> _Written instruction_: Which lines of the material contain the string "query"? Copy each of those lines in full, and count only matches with the same capitalization.

[Position annotation records]

-- BEGIN --

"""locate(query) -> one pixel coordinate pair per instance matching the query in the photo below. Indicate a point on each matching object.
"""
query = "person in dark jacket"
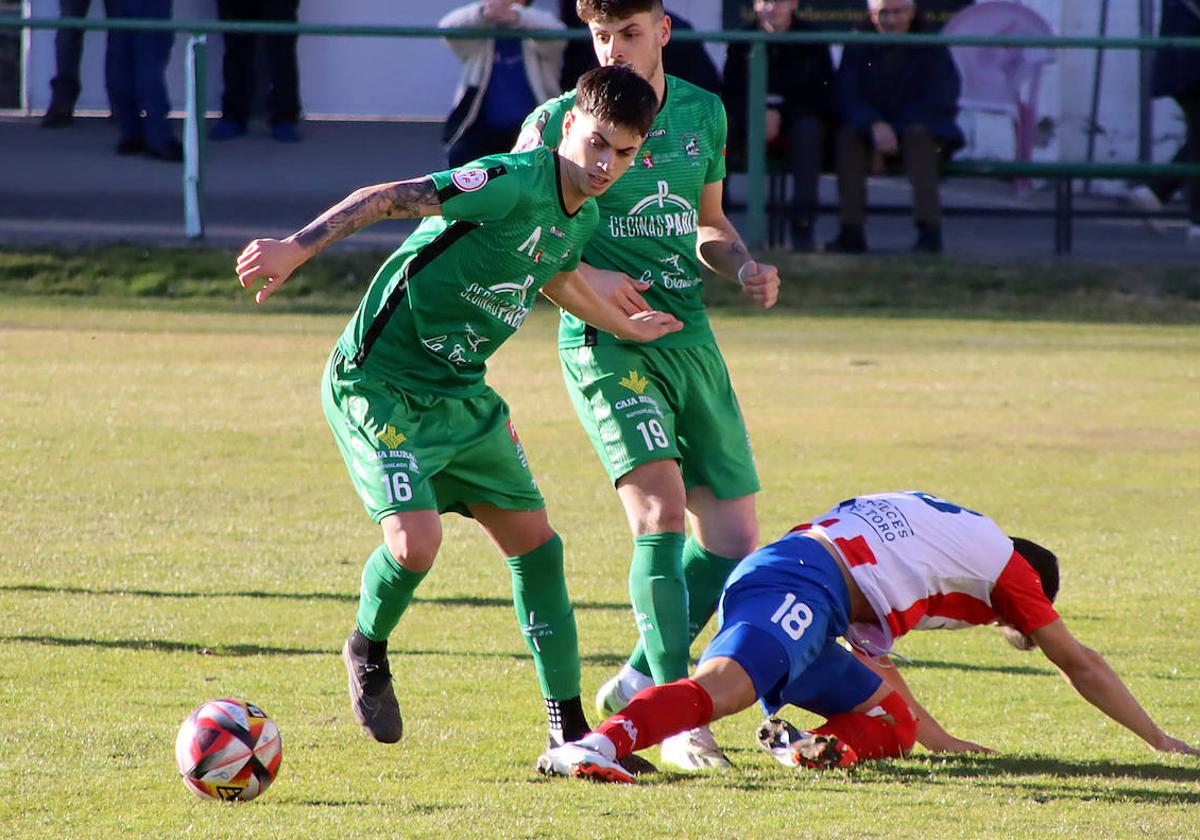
(685, 59)
(1176, 73)
(895, 102)
(799, 107)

-- END --

> _The output_:
"""locate(query) -> one pixel coordinate pair per instance matching the query in the photo below. Indicate a point on each matching object.
query = "person in dark jacket"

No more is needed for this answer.